▸ **Text segment**:
..............................
Lesław Marian Bartelski (September 8, 1920 – March 27, 2006) was a Polish writer, perhaps best known for his work, Warsaw Ghetto Thermopolye and his novel The Blood-stained Wings.

Early life
Bartelski was born in Warsaw, where he spent most of his life. During World War II, he was member of the Polish resistance (1941–1945), fighting against Nazi occupation. During the war, he wrote for the underground magazine Sztuka i Naród (Art and Nation), beginning his literary career. In 1944, as a member of the Home Army he fought in the Warsaw Uprising.

Literary career
After the war, Bartelski studied law at Warsaw University, and began a writing career. He was active in a large number of organizations, including Polish Writer's Association (where he served as the Chair of its Warsaw branch from 1972 to 1978). Over his career, he won numerous awards for his work, including the Prize of Minister of Defense (2nd class) in 1969, Pietrzak Prize in 1969 and 1985, Warsaw Prize in 1969, Prize of Minister Culture and Art (1st class) in 1977, Prize of president of Warsaw in 1990 and Reymont Prize in 1988

Publications
1951 – Ludzie zza rzeki (People Behind the River)
..............................
▸ **Exercise**:
Answer these questions from the Bartelski biography:
1. In what city was Bartelski born?
2. What did he study after the war, and at which university?
3. What work did he publish in 1951?

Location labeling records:
..............................
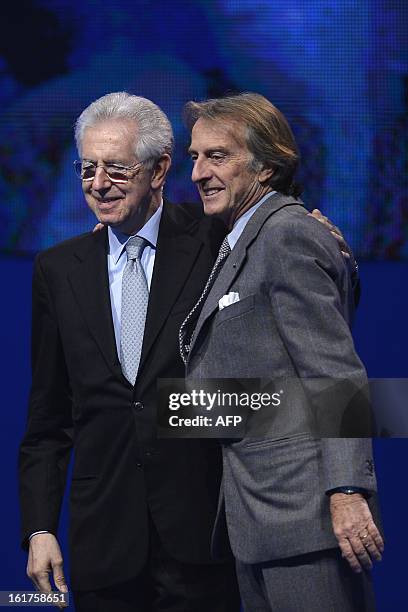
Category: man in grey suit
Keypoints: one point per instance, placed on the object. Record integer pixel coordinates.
(297, 506)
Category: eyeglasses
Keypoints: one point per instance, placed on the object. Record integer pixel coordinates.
(117, 173)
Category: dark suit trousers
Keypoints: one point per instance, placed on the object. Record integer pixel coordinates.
(167, 585)
(317, 582)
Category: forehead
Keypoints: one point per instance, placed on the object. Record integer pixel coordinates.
(113, 137)
(218, 133)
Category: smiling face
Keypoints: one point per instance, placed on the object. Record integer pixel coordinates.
(125, 206)
(222, 171)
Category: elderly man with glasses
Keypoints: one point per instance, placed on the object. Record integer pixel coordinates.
(107, 308)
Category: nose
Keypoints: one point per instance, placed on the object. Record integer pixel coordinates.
(101, 179)
(201, 170)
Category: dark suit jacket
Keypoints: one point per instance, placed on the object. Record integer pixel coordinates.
(80, 399)
(291, 322)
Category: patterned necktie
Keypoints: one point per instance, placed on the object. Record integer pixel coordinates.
(191, 319)
(135, 297)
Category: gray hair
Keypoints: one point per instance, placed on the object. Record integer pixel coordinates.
(154, 131)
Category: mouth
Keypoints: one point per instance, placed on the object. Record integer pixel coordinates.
(210, 192)
(106, 203)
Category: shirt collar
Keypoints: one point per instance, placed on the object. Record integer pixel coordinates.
(150, 232)
(241, 222)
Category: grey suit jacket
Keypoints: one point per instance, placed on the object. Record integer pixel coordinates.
(292, 320)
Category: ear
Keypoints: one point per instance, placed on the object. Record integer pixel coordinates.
(265, 174)
(160, 171)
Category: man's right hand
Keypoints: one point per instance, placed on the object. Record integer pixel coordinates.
(44, 557)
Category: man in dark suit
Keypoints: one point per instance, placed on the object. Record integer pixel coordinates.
(279, 305)
(141, 509)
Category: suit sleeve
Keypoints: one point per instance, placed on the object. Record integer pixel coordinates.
(312, 299)
(45, 448)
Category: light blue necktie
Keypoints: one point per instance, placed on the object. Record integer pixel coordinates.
(135, 297)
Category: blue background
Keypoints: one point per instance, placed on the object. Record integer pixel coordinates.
(337, 69)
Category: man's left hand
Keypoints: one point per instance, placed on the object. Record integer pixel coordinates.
(359, 539)
(334, 230)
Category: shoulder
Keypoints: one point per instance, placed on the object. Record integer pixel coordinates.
(190, 218)
(293, 227)
(64, 250)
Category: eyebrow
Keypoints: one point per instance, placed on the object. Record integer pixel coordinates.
(105, 161)
(219, 149)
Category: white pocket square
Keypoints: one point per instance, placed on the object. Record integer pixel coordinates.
(228, 299)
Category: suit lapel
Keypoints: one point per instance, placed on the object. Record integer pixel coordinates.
(237, 257)
(176, 253)
(90, 284)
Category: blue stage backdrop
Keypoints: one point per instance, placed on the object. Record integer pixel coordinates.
(336, 68)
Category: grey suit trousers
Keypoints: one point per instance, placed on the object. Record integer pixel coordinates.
(316, 582)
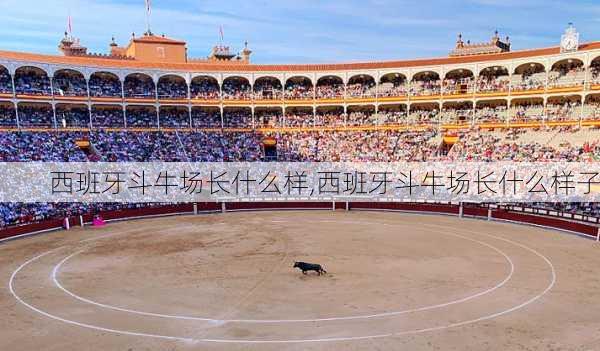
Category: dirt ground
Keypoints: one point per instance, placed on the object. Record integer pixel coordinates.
(225, 282)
..............................
▸ **Answer in full**:
1. Warsaw
2. Law, at Warsaw University
3. Ludzie zza rzeki (People Behind the River)